True point, but the userspace really has to be crazy to do this.
Currently even after a migration qemu sets the TSC multipliers
before it loads the nested state.
 
I guess this is fair to leave this vmwrite but if you respin this
patch I would appreciate a comment about this case, for the next
guy that wonders the same thing that I did.

Or it would also be a valid solution to remove this vmwrite still and
instead fails if the userspace adjusts tsc scaling while the guest is active.

> 
> > > +
> > >       if (vmx->nested.l1_tpr_threshold != -1)
> > >               vmcs_write32(TPR_THRESHOLD, vmx->nested.l1_tpr_threshold);
> > > 
> > > -     if (kvm_has_tsc_control)
> > > -             decache_tsc_multiplier(vmx);
> > > -
> > >       if (vmx->nested.change_vmcs01_virtual_apic_mode) {
> > >               vmx->nested.change_vmcs01_virtual_apic_mode = false;
> > >               vmx_set_virtual_apic_mode(vcpu);
> > > diff --git a/arch/x86/kvm/vmx/vmx.c b/arch/x86/kvm/vmx/vmx.c
> > > index 4b70431c2edd..bf845a08995e 100644
> > > --- a/arch/x86/kvm/vmx/vmx.c
> > > +++ b/arch/x86/kvm/vmx/vmx.c
> > > @@ -1390,11 +1390,6 @@ void vmx_vcpu_load_vmcs(struct kvm_vcpu *vcpu, int cpu,
> > > 
> > >               vmx->loaded_vmcs->cpu = cpu;
> > >       }
> > > -
> > > -     /* Setup TSC multiplier */
> > > -     if (kvm_has_tsc_control &&
> > > -         vmx->current_tsc_ratio != vcpu->arch.tsc_scaling_ratio)

_Exercise tasks_.
**A)** Retype the TSC scaling passage, beginning at the words "True point, but" and stopping after the words "guest is active.".
**B)** Pull out every line of the entries that contains the word "farmer", copying each such line unchanged.

_Material for this exercise_.
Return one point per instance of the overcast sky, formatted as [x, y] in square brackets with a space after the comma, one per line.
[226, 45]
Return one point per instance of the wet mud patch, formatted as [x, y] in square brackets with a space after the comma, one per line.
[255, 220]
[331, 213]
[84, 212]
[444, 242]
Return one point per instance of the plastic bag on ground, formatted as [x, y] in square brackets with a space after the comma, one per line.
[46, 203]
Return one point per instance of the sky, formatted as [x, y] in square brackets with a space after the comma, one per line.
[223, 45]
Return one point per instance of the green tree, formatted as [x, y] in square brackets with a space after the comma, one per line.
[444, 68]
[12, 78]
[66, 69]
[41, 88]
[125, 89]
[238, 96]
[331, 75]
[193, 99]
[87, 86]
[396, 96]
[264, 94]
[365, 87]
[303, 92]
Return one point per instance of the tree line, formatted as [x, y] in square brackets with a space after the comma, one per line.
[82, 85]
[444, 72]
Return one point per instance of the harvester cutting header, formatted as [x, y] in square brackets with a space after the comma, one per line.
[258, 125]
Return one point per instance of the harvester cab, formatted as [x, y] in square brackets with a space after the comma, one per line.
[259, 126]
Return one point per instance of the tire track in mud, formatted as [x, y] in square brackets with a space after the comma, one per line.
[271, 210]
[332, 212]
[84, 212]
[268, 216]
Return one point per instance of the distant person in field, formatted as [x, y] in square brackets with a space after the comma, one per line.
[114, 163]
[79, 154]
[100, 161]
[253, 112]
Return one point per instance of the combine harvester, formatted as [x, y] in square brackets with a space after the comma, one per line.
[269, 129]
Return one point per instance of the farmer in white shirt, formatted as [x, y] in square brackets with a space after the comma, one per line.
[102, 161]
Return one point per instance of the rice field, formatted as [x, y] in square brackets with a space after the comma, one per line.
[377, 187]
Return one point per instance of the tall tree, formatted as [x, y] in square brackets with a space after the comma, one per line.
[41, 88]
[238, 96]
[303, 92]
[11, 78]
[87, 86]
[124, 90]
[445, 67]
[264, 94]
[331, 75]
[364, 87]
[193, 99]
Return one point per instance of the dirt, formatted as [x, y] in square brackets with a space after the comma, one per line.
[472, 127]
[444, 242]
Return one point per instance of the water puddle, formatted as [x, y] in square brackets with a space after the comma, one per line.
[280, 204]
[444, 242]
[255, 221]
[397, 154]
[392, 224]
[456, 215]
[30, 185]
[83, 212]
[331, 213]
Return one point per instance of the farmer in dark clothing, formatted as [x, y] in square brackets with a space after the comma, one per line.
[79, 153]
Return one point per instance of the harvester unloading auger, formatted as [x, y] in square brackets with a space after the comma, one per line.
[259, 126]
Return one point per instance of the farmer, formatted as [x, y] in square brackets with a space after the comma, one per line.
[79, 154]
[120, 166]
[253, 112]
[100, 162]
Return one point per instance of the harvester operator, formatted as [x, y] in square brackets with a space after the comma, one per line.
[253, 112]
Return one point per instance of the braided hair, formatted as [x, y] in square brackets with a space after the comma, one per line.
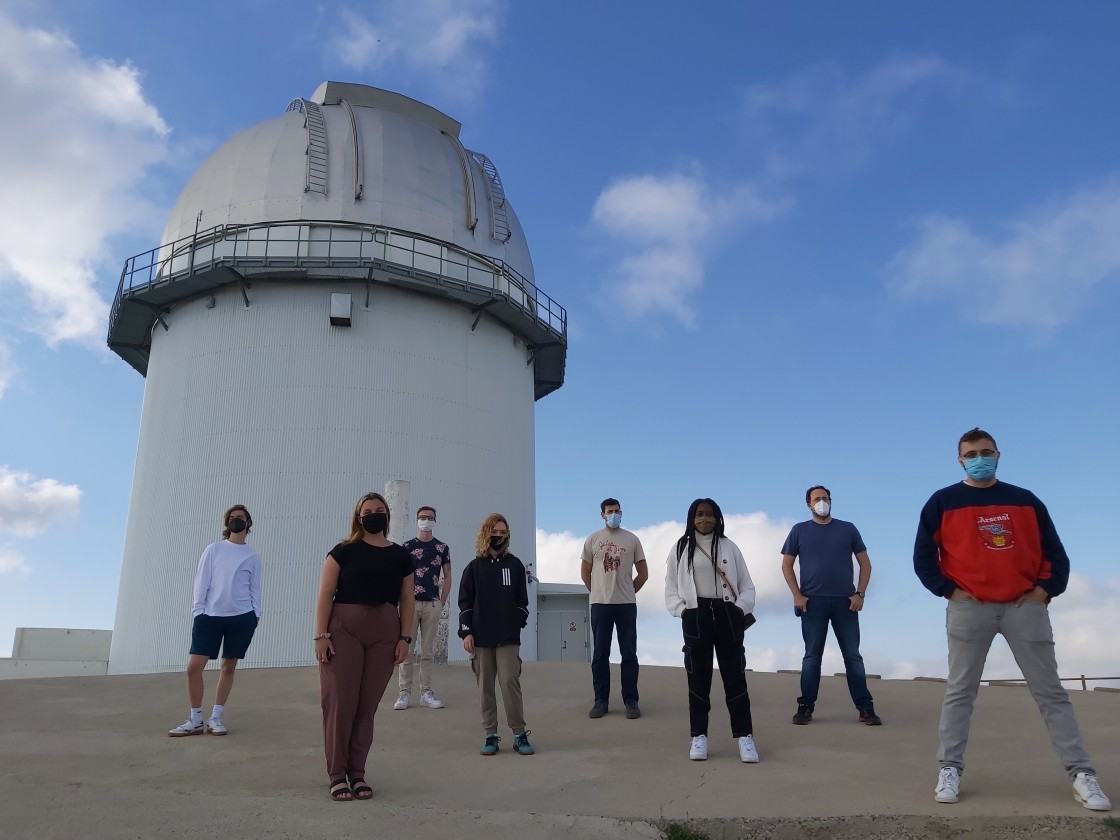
[689, 540]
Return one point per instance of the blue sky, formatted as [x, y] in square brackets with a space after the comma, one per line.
[798, 243]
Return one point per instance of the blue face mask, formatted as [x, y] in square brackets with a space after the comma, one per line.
[980, 468]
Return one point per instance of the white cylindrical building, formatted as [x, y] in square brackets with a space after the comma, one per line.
[343, 297]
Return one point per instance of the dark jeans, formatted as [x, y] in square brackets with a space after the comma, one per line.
[605, 619]
[716, 625]
[814, 630]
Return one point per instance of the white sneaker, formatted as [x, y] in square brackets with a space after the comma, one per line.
[698, 750]
[429, 700]
[949, 781]
[747, 752]
[1086, 790]
[188, 727]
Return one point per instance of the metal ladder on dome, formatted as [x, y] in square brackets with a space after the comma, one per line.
[316, 179]
[500, 220]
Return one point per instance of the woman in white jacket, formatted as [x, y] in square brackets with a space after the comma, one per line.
[708, 587]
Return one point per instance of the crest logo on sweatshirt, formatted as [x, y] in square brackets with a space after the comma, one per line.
[996, 531]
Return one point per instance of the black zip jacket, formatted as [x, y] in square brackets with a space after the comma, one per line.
[493, 600]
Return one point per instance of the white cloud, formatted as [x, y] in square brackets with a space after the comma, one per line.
[831, 121]
[445, 39]
[12, 563]
[1038, 270]
[78, 137]
[664, 225]
[1078, 616]
[28, 505]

_Solutions below_.
**A)**
True point, but the userspace really has to be crazy to do this.
Currently even after a migration qemu sets the TSC multipliers
before it loads the nested state.
 
I guess this is fair to leave this vmwrite but if you respin this
patch I would appreciate a comment about this case, for the next
guy that wonders the same thing that I did.

Or it would also be a valid solution to remove this vmwrite still and
instead fails if the userspace adjusts tsc scaling while the guest is active.

**B)**
Return one point per instance of the farmer in white shirt, formatted as [x, y] in square brackets with a space after the comma, one per line.
Return one point per instance of the farmer in dark clothing, formatted as [x, y] in square brackets with a space after the comma, one per line.
Return one point per instance of the farmer, formatted as [x, y] in square brackets with a space after the comma, one per line.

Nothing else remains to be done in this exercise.